What the exercise asks:
Rewrite all the rows below, requests included, shifting each point coordinate in the answers up by 29. Omit the pictures.

[Listed entries start]

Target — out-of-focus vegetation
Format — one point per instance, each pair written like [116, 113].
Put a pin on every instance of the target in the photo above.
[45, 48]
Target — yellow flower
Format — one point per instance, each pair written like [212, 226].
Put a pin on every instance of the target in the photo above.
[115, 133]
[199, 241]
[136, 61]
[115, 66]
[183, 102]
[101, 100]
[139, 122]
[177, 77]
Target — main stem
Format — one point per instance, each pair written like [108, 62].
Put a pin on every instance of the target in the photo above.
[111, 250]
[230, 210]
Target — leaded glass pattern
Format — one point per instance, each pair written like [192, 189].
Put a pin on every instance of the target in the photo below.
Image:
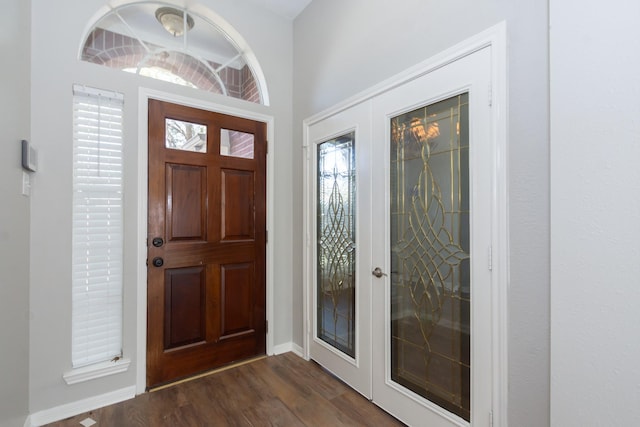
[430, 277]
[336, 243]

[Listed entries end]

Solution:
Target — out-of-focus vegetation
Format — one point per instance, each pair written like [116, 113].
Put a pin on every instance of the target in the photo above.
[74, 77]
Target — yellow flower
Format — one point per instance, each pair written like [212, 226].
Put a pin on every instance of the target in the photo above.
[144, 162]
[228, 270]
[165, 90]
[144, 95]
[212, 131]
[130, 129]
[168, 151]
[206, 106]
Target — main stem
Format — one point per instance, each pair written like [108, 62].
Put a pin on every instance of the target in the photo above.
[140, 279]
[259, 239]
Target — leaded glass pattern
Format — one point per instance, each pair written like [192, 189].
Put a pin on every instance of the target in the photo below.
Image:
[459, 306]
[365, 272]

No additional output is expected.